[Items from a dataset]
================================

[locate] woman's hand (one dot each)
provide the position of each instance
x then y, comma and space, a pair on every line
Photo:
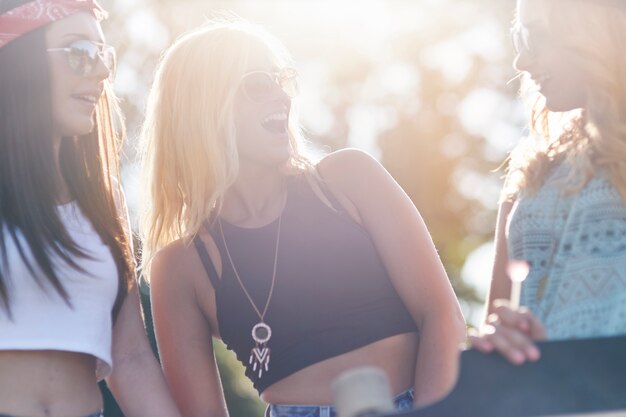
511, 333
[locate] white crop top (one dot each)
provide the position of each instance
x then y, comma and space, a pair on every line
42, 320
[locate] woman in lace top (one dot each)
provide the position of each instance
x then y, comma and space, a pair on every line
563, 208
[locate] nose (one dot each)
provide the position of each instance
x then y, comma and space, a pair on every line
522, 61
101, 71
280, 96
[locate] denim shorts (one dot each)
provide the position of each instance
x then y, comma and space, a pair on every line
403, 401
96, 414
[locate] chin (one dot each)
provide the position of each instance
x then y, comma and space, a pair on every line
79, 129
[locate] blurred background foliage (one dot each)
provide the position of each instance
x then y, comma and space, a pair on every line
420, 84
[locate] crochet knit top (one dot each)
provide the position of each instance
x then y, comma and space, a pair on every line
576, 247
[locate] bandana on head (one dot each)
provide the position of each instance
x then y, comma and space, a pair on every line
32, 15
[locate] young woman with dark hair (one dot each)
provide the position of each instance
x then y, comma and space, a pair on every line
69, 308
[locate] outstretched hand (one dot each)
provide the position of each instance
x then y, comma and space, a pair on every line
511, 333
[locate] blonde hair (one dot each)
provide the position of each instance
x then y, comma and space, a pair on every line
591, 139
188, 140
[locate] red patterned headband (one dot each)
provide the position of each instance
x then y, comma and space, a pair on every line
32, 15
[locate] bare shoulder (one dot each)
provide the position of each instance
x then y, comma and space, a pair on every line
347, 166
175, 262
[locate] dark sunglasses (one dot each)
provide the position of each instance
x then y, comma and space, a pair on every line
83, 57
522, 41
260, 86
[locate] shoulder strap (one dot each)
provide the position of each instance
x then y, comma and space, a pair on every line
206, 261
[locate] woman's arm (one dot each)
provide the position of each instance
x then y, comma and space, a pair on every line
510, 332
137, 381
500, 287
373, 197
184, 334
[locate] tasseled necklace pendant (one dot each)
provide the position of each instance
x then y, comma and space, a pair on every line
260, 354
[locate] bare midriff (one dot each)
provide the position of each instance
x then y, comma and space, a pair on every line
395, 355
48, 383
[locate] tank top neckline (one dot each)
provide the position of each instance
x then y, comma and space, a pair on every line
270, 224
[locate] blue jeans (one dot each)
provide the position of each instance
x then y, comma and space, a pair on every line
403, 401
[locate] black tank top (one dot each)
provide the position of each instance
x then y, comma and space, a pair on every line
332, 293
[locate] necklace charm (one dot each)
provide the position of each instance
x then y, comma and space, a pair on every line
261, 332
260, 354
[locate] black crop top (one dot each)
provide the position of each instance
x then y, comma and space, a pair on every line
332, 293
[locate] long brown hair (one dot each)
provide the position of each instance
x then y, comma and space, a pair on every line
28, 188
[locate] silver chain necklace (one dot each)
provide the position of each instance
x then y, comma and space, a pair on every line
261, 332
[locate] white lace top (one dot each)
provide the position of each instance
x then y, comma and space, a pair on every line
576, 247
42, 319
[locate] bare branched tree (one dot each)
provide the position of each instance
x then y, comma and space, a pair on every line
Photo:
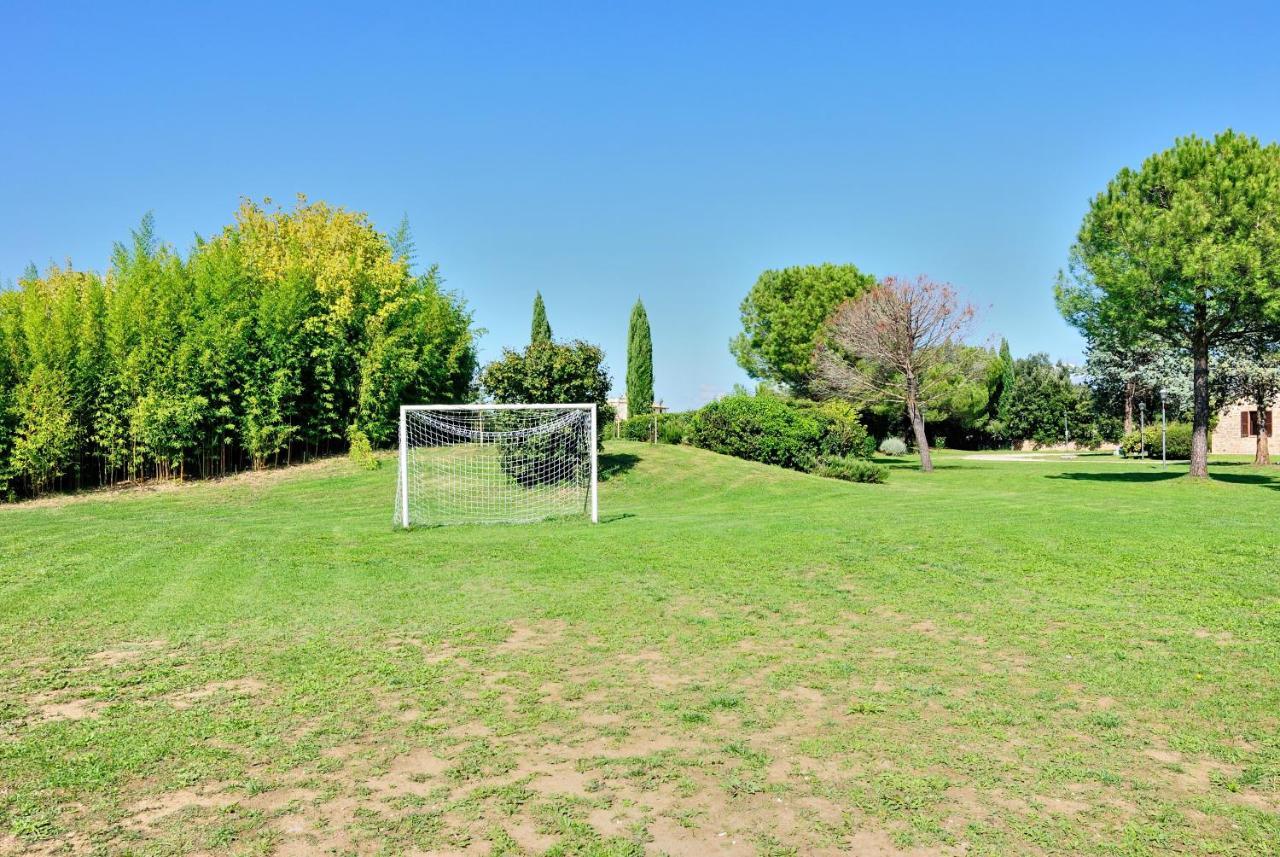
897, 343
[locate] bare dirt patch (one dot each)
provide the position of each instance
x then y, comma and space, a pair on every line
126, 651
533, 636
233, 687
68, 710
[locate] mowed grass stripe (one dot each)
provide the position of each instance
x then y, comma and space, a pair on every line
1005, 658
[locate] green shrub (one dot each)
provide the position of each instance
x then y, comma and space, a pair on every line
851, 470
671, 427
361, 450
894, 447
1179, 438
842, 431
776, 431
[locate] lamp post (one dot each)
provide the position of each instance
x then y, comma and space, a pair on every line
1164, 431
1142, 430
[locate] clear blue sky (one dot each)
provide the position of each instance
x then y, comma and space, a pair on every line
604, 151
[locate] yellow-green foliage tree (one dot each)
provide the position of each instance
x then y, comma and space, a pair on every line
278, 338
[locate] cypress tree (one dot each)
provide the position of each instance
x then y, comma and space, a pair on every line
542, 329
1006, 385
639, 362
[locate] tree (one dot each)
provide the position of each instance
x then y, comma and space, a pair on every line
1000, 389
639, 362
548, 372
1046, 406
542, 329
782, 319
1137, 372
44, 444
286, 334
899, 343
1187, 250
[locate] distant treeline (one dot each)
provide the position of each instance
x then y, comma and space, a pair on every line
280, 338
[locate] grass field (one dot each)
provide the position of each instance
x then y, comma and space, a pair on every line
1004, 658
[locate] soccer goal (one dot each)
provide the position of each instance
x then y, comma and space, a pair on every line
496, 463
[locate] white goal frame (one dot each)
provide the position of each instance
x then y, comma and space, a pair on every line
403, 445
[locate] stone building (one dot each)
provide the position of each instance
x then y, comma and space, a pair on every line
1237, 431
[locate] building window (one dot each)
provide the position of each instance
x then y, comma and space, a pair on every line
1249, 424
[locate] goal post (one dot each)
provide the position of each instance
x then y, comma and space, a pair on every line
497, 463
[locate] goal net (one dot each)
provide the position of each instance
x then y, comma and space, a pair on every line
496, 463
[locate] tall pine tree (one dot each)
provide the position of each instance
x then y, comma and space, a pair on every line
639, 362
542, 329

================================

| EXERCISE AIM |
Restate the data above word for word. Do not include the images.

| FINAL ANSWER |
[locate] woman's hand (one dot each)
provide the position of each instance
x then y, comma and space, a pair on every line
Photo:
511, 333
[locate] white crop top (one dot each)
provide the position of each instance
x then y, comma and space, a pair on every line
42, 320
[locate] woman in lace top (one dot each)
provide the position of each instance
x then y, comma and space, a pair on every line
563, 208
[locate] nose (one dot each)
provide the position of each instance
x then y, comma and space, a pair on every line
522, 61
101, 71
280, 96
[locate] denim shorts (one dot each)
provide the position of each instance
x then y, comma and space, a pair on every line
403, 401
96, 414
[locate] chin (one dot each)
provide the position of each instance
x then y, comma and space, a pair on every line
79, 129
[locate] blurred background foliage (one dot each)
provide the position of each instance
x then y, comma and space, a pair on every line
420, 84
[locate] crochet knit top (one dot each)
provide the position of each instance
x then y, comma and space, a pair on every line
576, 247
[locate] bandana on head (one dot each)
provide the position of each instance
x then y, comma and space, a pair on every line
32, 15
[locate] young woman with dark hair (one dot each)
provide the position of each instance
x then y, comma and space, a pair on every line
69, 308
[locate] outstretched hand (one dot each)
provide the position of each instance
x then y, comma and space, a pair on every line
511, 333
[locate] blonde hair (one dot each)
provide the position of each instance
x then y, comma and space, a pair on every line
591, 139
188, 140
[locate] red patterned headband (one dot each)
provide the position of each instance
x then y, comma and space, a pair on every line
32, 15
[locate] bare shoulder (one dot each)
provide the position of each instance
x then y, comma and space, a pair on every line
347, 166
175, 262
[locate] dark sunglasses (one dot each)
provide the position of each instance
x then y, comma and space, a pair on every line
83, 57
522, 41
260, 86
[locate] shoulder strap (one dot each)
provide the position of each instance
x then y, comma and space, a pair on every line
206, 261
[locate] woman's arm (one dot each)
provide the position of each instance
x then y, comma and space, a pair on every line
510, 332
137, 381
500, 287
373, 197
184, 334
[locate] tasseled necklace pendant (one dot each)
provide the position of each instance
x then y, comma and space, a pair on every line
260, 354
[locate] bare midriff (one dot each)
provide the position of each instance
x then y, comma and space, a pair on every line
395, 355
48, 383
[locate] tank top neckline (one dot each)
provide the position of each instance
x then y, comma and space, a pair on every line
270, 224
[locate] blue jeans (one dot each)
provide the position of each instance
x then y, comma and space, a pair on every line
403, 401
[locate] black tank top (one dot each)
provide the position of each instance
x then y, comma and space, a pair on every line
332, 293
[locate] necklace charm (one dot each)
provide the position of each instance
x then y, comma and space, a pair on every line
261, 332
260, 354
[locate] black crop top (one dot each)
provide the position of each instance
x then y, comma and space, a pair on every line
332, 293
[locate] long brown hair (one dot each)
provide the position of each instance
x then y, comma and space, a pair on every line
28, 188
[locate] silver chain necklace (one dot each)
provide the position of each instance
x then y, comma and space, a pair on every line
261, 332
[locate] white lace top (one dot each)
provide the position of each instance
x then y, comma and space, a pair on every line
576, 247
42, 319
[locate] bare branched tree (one dot each)
provide the position of each instance
x then y, comma and space, a pair on every line
Photo:
897, 343
[locate] bare dirt patch (one dot each)
provide the position of each instance
x then y, comma and space, a pair on every line
126, 651
533, 636
233, 687
68, 710
[locate] mowed grass stripe (one dot each)
provide the position of each instance
x then y, comma and space, a pair on every line
1005, 658
[locate] green shrub (one dot each)
provide the position of each instance
x then y, comma and space, a pair on every line
851, 470
671, 427
361, 450
894, 447
1179, 438
842, 431
776, 431
[locate] lamp post (one dot each)
provide the position of each instance
x then y, comma and space, a pair on every line
1164, 431
1142, 430
[locate] clear blue sky (one dot each)
provide the position of each instance
x then y, comma and space, a pair on every line
604, 151
[locate] yellow-green foliage tree (one dot each)
provide the position of each instance
x then y, comma and space, a pair on every line
278, 338
[locate] cypress tree (one dot each)
provide the position of each instance
x then y, comma and space, a pair on every line
542, 329
1006, 385
639, 362
[locate] tree (one dot each)
provide the position of each instance
x then y, comma and space, a pair on every line
1000, 389
639, 362
548, 372
1046, 406
542, 329
782, 319
1137, 372
44, 444
286, 334
899, 343
1187, 250
[locate] distant treeline (one dot each)
provide the position of each instance
x then y, comma and space, a pair on every line
280, 338
[locate] grass field (one dot each)
provide the position of each instance
x then y, comma and space, a pair on every line
1004, 658
[locate] soccer goal (one dot each)
provide the position of each instance
x then y, comma and space, a pair on every line
496, 463
[locate] white goal frame (one dot each)
provide the position of each instance
x then y, comma and space, a pair on every line
403, 445
[locate] stone building (one dot each)
provide the position of each instance
x then y, comma and space, a pair on every line
1237, 431
[locate] building window (one dot each)
provide the position of each instance
x then y, comma and space, a pair on every line
1249, 424
[locate] goal post (one dot each)
provide the position of each instance
x then y, comma and space, a pair on every line
497, 463
[locate] goal net (one dot each)
provide the position of each instance
x then y, comma and space, a pair on every line
496, 463
[locate] tall pine tree (one dot each)
provide the position of each instance
x then y, comma and space, a pair on every line
639, 362
542, 329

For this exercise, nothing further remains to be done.